▸ **DIRECTIONS FOR THIS TASK**
Would you copy the entries that follow exactly, leaving out every picture?

[Region pointing data]

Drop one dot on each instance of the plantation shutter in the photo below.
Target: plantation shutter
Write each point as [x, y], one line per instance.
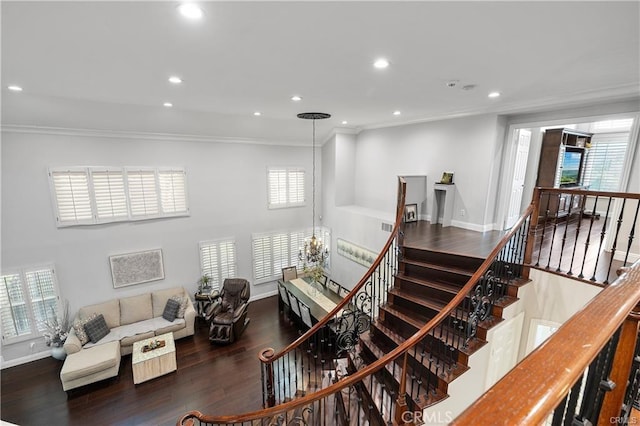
[262, 269]
[296, 187]
[13, 308]
[42, 293]
[73, 200]
[110, 195]
[605, 161]
[218, 261]
[173, 194]
[277, 187]
[143, 195]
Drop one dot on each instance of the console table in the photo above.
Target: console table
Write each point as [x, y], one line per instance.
[443, 197]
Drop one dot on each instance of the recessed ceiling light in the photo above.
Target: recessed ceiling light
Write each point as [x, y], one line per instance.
[190, 10]
[381, 63]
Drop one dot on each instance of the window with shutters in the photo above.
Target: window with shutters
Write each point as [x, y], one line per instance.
[218, 260]
[605, 161]
[285, 187]
[276, 250]
[28, 298]
[93, 195]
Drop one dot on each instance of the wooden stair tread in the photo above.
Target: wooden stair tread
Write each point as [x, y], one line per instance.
[438, 285]
[426, 398]
[443, 268]
[442, 332]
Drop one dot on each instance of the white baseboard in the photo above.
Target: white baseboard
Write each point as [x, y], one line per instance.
[25, 359]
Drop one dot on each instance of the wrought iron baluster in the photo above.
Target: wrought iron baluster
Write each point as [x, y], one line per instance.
[603, 232]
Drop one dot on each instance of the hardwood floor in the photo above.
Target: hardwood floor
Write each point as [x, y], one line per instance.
[216, 380]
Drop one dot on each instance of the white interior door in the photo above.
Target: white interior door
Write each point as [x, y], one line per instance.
[523, 138]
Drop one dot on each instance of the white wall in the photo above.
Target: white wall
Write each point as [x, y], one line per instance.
[227, 193]
[467, 146]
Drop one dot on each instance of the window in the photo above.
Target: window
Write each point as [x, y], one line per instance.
[92, 195]
[286, 187]
[605, 161]
[218, 260]
[28, 298]
[277, 250]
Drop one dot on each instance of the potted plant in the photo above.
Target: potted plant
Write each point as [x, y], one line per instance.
[57, 327]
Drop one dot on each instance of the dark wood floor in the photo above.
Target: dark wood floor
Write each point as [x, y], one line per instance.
[216, 380]
[449, 239]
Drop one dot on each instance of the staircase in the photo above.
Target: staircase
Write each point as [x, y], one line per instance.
[426, 281]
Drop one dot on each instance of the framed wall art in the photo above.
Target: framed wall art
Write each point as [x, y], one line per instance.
[136, 268]
[411, 213]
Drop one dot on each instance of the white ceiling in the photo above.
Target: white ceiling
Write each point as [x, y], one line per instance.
[253, 56]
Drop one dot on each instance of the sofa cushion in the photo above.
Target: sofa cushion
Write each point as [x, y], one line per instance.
[90, 361]
[78, 326]
[160, 297]
[110, 311]
[96, 328]
[171, 310]
[135, 308]
[183, 304]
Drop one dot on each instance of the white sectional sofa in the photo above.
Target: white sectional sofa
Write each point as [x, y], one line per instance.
[129, 319]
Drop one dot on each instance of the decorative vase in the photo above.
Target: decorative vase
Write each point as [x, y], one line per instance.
[58, 352]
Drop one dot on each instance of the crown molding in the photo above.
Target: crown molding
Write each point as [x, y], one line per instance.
[116, 134]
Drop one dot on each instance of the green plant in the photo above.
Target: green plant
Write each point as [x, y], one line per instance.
[57, 326]
[204, 282]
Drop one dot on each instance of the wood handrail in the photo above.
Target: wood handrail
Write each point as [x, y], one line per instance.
[631, 195]
[544, 377]
[381, 362]
[345, 301]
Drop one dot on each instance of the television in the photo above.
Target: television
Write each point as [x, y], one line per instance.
[570, 174]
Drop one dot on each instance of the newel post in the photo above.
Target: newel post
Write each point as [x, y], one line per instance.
[531, 239]
[621, 368]
[401, 402]
[268, 393]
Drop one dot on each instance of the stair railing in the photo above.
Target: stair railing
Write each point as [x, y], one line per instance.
[425, 367]
[584, 234]
[302, 366]
[583, 374]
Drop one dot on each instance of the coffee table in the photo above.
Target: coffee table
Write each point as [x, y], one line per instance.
[155, 362]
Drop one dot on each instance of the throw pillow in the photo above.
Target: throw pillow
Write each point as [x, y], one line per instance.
[171, 310]
[96, 328]
[78, 326]
[183, 305]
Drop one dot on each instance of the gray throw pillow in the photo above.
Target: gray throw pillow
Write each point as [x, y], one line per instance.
[171, 310]
[96, 329]
[183, 305]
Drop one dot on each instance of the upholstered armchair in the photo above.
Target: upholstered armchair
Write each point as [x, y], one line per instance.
[227, 316]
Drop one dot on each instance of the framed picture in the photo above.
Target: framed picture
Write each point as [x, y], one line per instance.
[447, 177]
[136, 268]
[411, 213]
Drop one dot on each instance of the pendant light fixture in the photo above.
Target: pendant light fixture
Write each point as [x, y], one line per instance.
[314, 252]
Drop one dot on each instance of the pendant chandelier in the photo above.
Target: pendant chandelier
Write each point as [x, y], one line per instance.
[314, 252]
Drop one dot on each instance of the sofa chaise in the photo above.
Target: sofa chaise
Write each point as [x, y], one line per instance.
[129, 320]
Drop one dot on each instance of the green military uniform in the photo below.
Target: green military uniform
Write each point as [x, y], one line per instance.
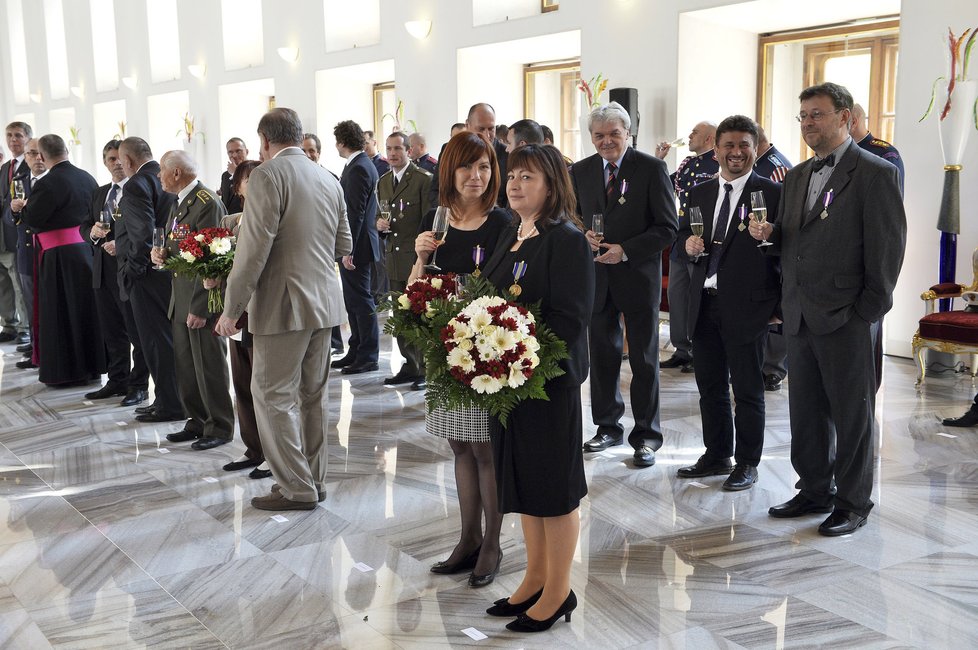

▸ **RESULT BELOW**
Drop one dot on each instance of the plantation shutter in the photo below.
Target: plantation shutter
Write each point as [x, y], one line per instance.
[262, 269]
[296, 187]
[13, 308]
[42, 293]
[73, 200]
[110, 195]
[605, 161]
[218, 261]
[173, 194]
[277, 187]
[143, 195]
Drop one dot on each instance of the console table in the photo above.
Target: console table
Write each point as [x, y], one line per instance.
[443, 197]
Drop one dot on each instance of the recessed ceiling light in the photo above.
Target: recessed ceiling light
Write each point as [x, y], one line per instance.
[190, 10]
[381, 63]
Drop one dot on each instance of the window with shutters in the photo above.
Target: window with shutters
Write each point as [x, y], one line per instance.
[218, 260]
[605, 161]
[285, 187]
[276, 250]
[28, 298]
[93, 195]
Drop one dot on each instance of the wooden stair tread in the photo above.
Target: wooden stair tread
Write each point as [x, y], one line per instance.
[438, 285]
[426, 398]
[443, 268]
[442, 332]
Drop one dot on each instance of the white baseboard in the photo above.
Target: white baseboard
Write each point as [x, y], one line per instance.
[25, 359]
Drop one dot on each instance of the wrought iron baluster in the photo above.
Target: wrought iron baluster
Write each point as [x, y], one line per instance.
[603, 232]
Drop one dot on each instance of the hardwood floor in the photo above.
Target: hardwood floor
Write each point as [x, y], one line per instance.
[216, 380]
Drop one dot on each instance of the white interior door in the photo above.
Target: white interior door
Write each point as [x, y], one line per instance.
[523, 138]
Drop one dot on each instance of the white wall in the photo above.
Target: white wall
Write each point as [x, y], one line per instance.
[227, 193]
[467, 146]
Drop one dot on each instance of the window in the photo above.
Target: window
Write each point as [x, y], one line per instance.
[92, 195]
[286, 187]
[605, 161]
[218, 260]
[28, 298]
[277, 250]
Drop one dot on each instance of the potted plant in the photo above.
Target: potted plant
Write each point as [x, y], one line per instance.
[57, 327]
Drop one dot on each instance of the dark wood floor in the photo above.
Target: dark wood floor
Write each point as [x, y], one line per instance.
[216, 380]
[449, 239]
Drop one dot on each instance of the staircase in the photo above.
Target: staircase
Write each point as [x, y], one line per instance.
[426, 281]
Drop one dot on each instance of the framed wall art in the photo above.
Target: framed wall art
Write each point as [x, y], one line per instance.
[136, 268]
[411, 213]
Drop one dot on each instance of the white ceiling in the photo above.
Target: white ceiling
Write each point as [x, y], one line per instance.
[253, 56]
Drop one dot on each instance of the sofa cushion in the photo above.
Target: sofa cushion
Write each point as [x, y], one line per instance.
[90, 361]
[78, 326]
[160, 297]
[110, 311]
[96, 328]
[171, 310]
[135, 308]
[183, 304]
Drop one dot on each instance of the white sectional sofa in the photo above.
Target: white sectional sofa
Write each point as [x, y], one line per instance.
[129, 319]
Drop one dot on each instance of the decorative vase in the photo above.
Target: decorative vase
Write each point as [x, y], one line per instance.
[58, 352]
Drop one dot on each instance of the crown molding in the photo above.
Target: crown molding
Write each point as [x, y], one line per instance.
[116, 134]
Drop one dot on each instance of the green plant in the photo above.
Target: green plant
Write each point as [x, y], one line per instance.
[57, 326]
[204, 282]
Drop one dot on each instance of the wood handrail in the photo above.
Target: wood handrail
Write each point as [x, y], one line per instance.
[631, 195]
[544, 377]
[381, 362]
[345, 301]
Drop one dot on each instance of the television in the photo above.
Target: television
Write each point as [x, y], one line per instance.
[570, 174]
Drop one dot on each instance of the newel post in the photo above.
Target: newel post
Write each point as [x, y], one line per instance.
[531, 239]
[621, 368]
[401, 402]
[268, 393]
Drop one dot on each instance of the stair railing in the photo above.
Target: stair railing
Write each point as [x, y], one line per instance.
[425, 367]
[584, 234]
[302, 366]
[583, 374]
Drop one dot on each instance of the coffee table in the photo above.
Target: coffee table
Write each point as [x, y], one line per instance.
[155, 362]
Drop one dot on each instance of the throw pillow in the photo above.
Target: throw pillow
Write each point as [x, y], one line per instance.
[171, 310]
[96, 328]
[78, 326]
[183, 305]
Drop one dot on each instance of the gray throw pillow in the photo above.
Target: gray throw pillow
Write each point as [x, y], one line per instance.
[171, 310]
[96, 329]
[183, 305]
Drop one dot on each instance of the upholstered armchair in the photo above.
Target: upholstered armchair
Write each point as [x, y], one line per instance.
[227, 316]
Drop one dot on each instance of the framed picture in the photo above.
Target: framed picture
Write each point as [x, y], one line per instance.
[447, 177]
[136, 268]
[411, 213]
Drop one dot on each instance of the pendant light fixture in the photo above.
Target: pendant light fixture
Write each point as [x, y], one line per instance.
[314, 252]
Drop one dot on each instance of the pendant chandelier in the photo above.
Target: pendant chandelier
Write each point as [x, y], one line per instance.
[314, 252]
Drop one dot on each instance of the sofa chaise in the photo above.
Target: sofa chaise
Write each point as [x, y], one line per instance.
[129, 320]
Drop one dot on each instance of the green military uniform in the photo below.
Target: green military uniform
Write each point as [x, y], one line per instance.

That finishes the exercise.